▸ **Data records**
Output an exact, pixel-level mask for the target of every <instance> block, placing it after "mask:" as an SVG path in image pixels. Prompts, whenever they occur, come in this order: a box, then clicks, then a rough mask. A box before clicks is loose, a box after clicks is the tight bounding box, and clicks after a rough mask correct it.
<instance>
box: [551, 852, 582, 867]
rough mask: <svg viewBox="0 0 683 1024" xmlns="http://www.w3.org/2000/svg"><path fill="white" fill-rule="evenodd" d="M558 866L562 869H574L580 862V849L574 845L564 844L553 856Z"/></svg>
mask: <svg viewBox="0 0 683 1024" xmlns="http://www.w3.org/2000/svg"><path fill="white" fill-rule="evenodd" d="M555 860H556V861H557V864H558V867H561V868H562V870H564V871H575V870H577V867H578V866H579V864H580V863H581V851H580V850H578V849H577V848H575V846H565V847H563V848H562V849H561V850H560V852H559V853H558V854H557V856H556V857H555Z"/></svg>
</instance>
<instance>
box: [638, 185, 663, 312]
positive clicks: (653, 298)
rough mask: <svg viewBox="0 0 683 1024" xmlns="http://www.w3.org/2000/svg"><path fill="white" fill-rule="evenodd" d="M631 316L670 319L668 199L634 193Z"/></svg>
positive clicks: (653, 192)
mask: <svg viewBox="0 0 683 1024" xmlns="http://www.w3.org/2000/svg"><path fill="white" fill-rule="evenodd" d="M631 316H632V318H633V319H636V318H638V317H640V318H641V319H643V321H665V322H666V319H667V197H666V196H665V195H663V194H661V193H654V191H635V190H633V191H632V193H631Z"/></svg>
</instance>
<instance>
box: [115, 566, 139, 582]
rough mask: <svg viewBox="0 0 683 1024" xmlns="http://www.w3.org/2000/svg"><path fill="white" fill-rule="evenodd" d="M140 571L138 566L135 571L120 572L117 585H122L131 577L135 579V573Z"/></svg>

▸ **Exercise**
Show each line of the material above that contains the word "clicks". Letter case must match.

▸ **Answer below**
Output an exact, pixel-level mask for the target of every <instance> block, placing it after "mask:" as an SVG path in image pixels. Prompts, whenever they occur, come in this order: a box, then clicks, then a rough mask. A box before clicks is loose, a box after clicks is the tight bounding box, and clicks after a rough mask correct it.
positive clicks: (653, 298)
positive clicks: (653, 192)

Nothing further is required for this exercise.